WRITTEN REQUEST: Retype the part of the Rust PDF text layout article below that opens with the words containing "Using only one" and closes with "rather than words.)", keeping every character the same.

Rust: PDFs — Basic Text Layout | behai-nguyen software development learnings and documentation

In the last article we created a two-page PDF in which each page contained only a short Chinese and a Vietnamese sentence. In this article, we look at some basic text layout: how to fit a line of text within a given page width, and how many lines can fit within a given page height. We then create a simple PDF document with more than 70 pages of only Vietnamese text, using only a single font program and font size.

🦀 Index of the Complete Series.


Rust: PDFs — Basic Text Layout

🚀 The code for this post is in the following GitHub repository: pdf_02.

❶ Limitations and Objectives

⓵ Limitations—We focus on basic text layout. To keep the task simple, we limit the scope of this article to:

Using only one font program and one font size for the entire document.
The text contains only a single language — in this case, Vietnamese.
Punctuation marks and brackets are treated as part of the immediate “words.” (In Vietnamese, sequences of letters separated by spaces are morphemes rather than words.)
To further clarify this limitation, consider the note above (In Vietnamese, ... words.). (In, Vietnamese,, and words.) are each treated as single units for width calculation.
PDF paragraphs are not right-justified; they are right-ragged.

Although the text contains natural headers, we treat them simply as normal paragraphs.

⓶ Objective—We aim to understand the following essentials of text layout:

Given a page width in PostScript points, a font program, and a font size, how to break paragraphs into lines that fit the page width.
Then, given the page height (also in PostScript points), how many of those lines can be written to the page.

❷ Text Layout Overview

● Break each input text paragraph into individual tokens based on spaces.

(Point annotation records)
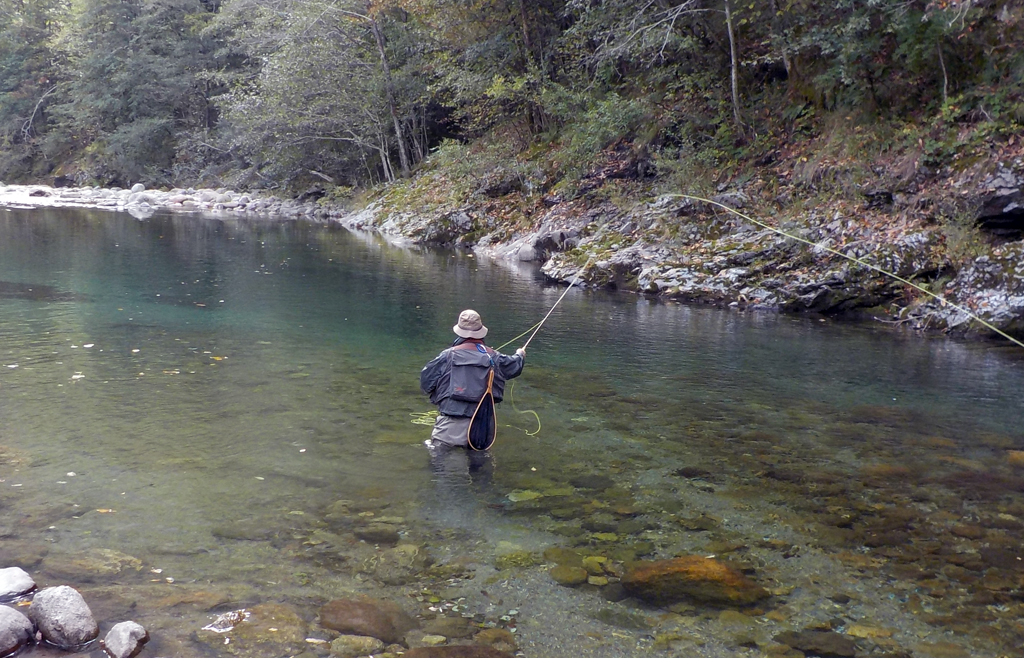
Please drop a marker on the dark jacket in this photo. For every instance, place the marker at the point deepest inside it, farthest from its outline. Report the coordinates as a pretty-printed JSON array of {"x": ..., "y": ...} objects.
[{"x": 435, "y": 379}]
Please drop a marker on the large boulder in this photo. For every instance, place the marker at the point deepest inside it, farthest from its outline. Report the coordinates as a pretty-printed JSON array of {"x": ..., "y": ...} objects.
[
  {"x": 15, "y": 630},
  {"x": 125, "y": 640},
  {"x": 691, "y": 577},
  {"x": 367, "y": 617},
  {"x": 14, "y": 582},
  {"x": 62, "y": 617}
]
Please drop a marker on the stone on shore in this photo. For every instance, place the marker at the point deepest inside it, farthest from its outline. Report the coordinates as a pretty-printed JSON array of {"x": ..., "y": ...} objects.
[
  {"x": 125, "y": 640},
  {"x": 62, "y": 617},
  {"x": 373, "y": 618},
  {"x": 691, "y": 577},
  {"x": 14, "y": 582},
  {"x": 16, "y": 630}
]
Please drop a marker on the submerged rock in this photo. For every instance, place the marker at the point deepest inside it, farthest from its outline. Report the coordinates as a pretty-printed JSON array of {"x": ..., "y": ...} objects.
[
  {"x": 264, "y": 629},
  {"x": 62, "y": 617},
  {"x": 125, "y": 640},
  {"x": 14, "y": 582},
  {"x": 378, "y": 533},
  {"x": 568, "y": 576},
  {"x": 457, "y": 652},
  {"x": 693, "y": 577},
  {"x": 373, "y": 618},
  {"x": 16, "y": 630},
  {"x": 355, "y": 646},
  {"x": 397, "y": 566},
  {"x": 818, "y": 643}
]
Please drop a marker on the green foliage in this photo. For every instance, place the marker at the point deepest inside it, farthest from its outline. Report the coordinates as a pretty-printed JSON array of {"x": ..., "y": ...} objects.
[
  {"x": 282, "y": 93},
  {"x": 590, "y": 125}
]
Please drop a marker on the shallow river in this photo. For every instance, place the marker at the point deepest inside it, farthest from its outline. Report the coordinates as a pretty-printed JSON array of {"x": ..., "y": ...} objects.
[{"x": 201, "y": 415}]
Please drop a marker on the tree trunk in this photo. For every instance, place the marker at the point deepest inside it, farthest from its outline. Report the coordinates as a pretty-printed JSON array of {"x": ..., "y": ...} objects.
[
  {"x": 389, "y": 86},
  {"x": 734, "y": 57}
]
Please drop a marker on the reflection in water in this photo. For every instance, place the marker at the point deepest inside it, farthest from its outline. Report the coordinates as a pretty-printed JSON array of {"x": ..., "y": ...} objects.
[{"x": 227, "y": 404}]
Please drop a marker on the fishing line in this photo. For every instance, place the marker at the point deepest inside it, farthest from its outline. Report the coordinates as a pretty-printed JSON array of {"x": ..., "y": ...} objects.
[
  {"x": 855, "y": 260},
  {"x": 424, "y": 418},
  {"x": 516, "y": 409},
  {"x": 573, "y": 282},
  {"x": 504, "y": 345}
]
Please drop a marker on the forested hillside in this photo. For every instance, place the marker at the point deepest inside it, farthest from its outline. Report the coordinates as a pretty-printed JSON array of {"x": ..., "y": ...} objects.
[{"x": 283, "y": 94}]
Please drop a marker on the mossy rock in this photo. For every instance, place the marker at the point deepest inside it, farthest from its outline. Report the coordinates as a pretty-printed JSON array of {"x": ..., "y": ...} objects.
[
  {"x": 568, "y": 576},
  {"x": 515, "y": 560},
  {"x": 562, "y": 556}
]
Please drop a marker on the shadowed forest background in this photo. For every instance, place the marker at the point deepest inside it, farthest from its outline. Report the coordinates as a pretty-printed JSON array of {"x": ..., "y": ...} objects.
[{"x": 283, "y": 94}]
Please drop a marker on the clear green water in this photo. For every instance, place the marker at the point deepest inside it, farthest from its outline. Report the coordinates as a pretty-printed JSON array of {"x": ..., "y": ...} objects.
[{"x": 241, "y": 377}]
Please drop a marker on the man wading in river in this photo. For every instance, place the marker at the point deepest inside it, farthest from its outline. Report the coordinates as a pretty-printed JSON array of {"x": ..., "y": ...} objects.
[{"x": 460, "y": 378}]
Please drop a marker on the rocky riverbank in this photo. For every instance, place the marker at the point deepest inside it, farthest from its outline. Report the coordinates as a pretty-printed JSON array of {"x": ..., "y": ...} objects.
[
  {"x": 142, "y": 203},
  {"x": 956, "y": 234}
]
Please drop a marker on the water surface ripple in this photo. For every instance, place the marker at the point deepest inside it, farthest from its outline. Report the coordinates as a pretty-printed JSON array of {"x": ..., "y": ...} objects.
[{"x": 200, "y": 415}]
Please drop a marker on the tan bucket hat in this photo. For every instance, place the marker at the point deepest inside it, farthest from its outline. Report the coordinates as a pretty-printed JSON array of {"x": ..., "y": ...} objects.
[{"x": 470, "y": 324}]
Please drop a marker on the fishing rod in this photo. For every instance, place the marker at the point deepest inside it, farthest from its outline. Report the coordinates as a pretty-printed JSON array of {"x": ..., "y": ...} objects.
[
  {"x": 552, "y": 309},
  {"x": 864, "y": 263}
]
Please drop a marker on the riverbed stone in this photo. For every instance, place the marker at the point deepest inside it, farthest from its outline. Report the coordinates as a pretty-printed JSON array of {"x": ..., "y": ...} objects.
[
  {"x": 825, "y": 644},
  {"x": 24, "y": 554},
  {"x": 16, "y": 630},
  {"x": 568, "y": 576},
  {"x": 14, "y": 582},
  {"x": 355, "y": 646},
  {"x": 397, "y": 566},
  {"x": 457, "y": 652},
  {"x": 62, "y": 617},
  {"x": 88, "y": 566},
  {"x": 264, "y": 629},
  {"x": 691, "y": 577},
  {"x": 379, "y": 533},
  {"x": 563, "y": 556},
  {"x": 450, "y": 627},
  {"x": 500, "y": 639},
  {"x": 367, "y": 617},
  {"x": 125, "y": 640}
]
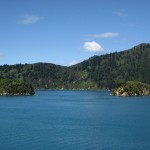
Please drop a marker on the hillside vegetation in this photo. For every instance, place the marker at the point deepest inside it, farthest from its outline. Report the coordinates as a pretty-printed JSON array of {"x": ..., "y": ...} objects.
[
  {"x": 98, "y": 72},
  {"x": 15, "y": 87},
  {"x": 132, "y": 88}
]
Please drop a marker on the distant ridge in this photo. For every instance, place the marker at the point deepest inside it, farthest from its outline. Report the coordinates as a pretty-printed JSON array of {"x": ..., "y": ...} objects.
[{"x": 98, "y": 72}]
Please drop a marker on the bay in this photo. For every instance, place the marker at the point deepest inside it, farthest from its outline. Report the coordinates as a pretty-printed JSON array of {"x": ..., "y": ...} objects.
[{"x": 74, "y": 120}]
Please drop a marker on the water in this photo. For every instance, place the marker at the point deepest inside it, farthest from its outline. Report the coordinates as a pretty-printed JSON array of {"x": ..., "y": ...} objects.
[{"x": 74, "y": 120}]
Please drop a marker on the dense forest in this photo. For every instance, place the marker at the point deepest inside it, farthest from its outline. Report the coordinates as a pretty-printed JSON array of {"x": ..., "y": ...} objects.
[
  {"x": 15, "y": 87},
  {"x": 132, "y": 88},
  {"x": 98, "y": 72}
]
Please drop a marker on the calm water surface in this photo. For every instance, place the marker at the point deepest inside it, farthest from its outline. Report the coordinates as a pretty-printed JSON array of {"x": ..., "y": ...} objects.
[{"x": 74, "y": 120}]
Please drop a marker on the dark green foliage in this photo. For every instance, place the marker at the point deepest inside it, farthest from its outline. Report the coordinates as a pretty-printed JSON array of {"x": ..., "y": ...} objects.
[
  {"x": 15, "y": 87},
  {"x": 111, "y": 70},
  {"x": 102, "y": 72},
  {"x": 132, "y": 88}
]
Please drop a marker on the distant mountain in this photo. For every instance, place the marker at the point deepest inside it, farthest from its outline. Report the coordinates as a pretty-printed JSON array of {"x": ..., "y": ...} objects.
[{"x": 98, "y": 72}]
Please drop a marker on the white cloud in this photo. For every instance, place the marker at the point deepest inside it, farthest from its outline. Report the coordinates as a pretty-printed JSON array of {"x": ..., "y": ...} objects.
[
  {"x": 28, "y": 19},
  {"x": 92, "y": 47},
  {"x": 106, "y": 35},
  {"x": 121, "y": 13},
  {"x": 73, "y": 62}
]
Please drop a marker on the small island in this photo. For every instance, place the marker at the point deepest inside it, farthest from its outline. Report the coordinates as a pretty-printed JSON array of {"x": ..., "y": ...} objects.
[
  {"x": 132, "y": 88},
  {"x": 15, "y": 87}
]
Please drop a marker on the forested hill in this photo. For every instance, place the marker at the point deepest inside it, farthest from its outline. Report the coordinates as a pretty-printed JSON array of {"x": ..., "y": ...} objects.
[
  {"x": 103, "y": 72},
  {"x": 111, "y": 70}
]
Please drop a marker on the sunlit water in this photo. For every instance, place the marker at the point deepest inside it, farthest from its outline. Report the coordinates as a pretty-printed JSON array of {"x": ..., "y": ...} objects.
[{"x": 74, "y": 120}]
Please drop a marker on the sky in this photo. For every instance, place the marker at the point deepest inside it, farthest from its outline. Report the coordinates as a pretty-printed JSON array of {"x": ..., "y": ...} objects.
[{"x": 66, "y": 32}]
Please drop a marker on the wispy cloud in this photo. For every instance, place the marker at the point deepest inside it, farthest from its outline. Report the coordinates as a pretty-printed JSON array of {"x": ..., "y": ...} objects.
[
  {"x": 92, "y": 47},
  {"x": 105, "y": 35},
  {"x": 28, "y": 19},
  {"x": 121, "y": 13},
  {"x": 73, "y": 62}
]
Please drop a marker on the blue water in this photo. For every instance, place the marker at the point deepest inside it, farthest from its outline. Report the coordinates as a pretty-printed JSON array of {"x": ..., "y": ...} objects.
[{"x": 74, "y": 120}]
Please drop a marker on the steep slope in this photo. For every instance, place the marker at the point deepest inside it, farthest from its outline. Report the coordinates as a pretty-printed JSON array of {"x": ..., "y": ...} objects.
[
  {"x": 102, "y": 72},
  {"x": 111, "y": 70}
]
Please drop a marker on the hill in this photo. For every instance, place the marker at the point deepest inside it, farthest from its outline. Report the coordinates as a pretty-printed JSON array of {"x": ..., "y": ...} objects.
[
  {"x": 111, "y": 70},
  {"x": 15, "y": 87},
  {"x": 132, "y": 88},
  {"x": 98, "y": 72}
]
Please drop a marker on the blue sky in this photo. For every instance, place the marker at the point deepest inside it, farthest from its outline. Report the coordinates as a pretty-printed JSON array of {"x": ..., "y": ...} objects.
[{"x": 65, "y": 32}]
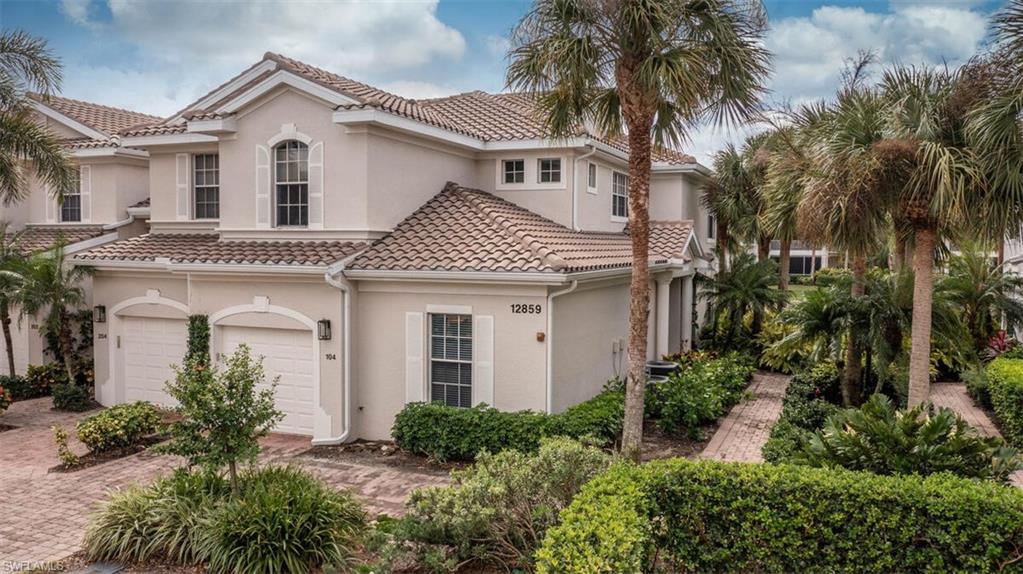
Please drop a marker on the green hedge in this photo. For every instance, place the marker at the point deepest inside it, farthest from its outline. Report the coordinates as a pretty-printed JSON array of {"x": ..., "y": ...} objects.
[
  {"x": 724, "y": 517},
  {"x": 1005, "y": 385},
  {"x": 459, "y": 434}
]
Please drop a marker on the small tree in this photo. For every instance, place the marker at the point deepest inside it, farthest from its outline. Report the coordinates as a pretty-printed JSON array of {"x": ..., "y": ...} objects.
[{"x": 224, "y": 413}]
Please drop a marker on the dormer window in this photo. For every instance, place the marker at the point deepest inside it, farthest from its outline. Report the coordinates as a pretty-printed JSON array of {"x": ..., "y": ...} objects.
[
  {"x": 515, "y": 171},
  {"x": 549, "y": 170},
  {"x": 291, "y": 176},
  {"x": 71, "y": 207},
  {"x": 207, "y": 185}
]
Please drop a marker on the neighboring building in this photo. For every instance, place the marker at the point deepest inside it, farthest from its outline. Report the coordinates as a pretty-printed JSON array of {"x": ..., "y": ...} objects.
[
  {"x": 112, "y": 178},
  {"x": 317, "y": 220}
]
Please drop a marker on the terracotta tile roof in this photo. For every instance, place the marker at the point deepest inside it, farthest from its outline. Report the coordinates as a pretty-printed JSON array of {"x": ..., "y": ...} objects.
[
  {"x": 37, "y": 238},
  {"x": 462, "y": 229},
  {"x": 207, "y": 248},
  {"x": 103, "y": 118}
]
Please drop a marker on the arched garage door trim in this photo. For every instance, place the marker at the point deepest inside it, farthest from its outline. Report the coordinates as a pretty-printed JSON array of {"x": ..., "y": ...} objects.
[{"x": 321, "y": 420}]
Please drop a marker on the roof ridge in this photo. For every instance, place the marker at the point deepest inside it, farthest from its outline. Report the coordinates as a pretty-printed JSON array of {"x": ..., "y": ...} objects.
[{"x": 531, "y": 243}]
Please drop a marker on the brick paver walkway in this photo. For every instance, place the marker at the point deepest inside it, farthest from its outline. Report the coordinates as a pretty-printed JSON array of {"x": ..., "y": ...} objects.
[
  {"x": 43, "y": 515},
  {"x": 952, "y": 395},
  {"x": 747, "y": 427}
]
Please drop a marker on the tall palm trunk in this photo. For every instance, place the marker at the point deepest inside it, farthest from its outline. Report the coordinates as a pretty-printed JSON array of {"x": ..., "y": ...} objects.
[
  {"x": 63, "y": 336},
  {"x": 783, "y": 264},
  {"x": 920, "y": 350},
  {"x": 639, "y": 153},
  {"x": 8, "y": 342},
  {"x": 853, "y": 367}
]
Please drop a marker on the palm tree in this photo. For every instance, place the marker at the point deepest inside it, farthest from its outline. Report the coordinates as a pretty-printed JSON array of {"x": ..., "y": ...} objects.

WRITTEN RESPONSE:
Using only one font program and one font size for the entire document.
The text contains only a single language — in this case, Vietnamese.
Punctuation marks and brackets are treated as part of the immediate “words.” (In Vietnamese, sequences of letters separated by spaces are morphemes rather than words.)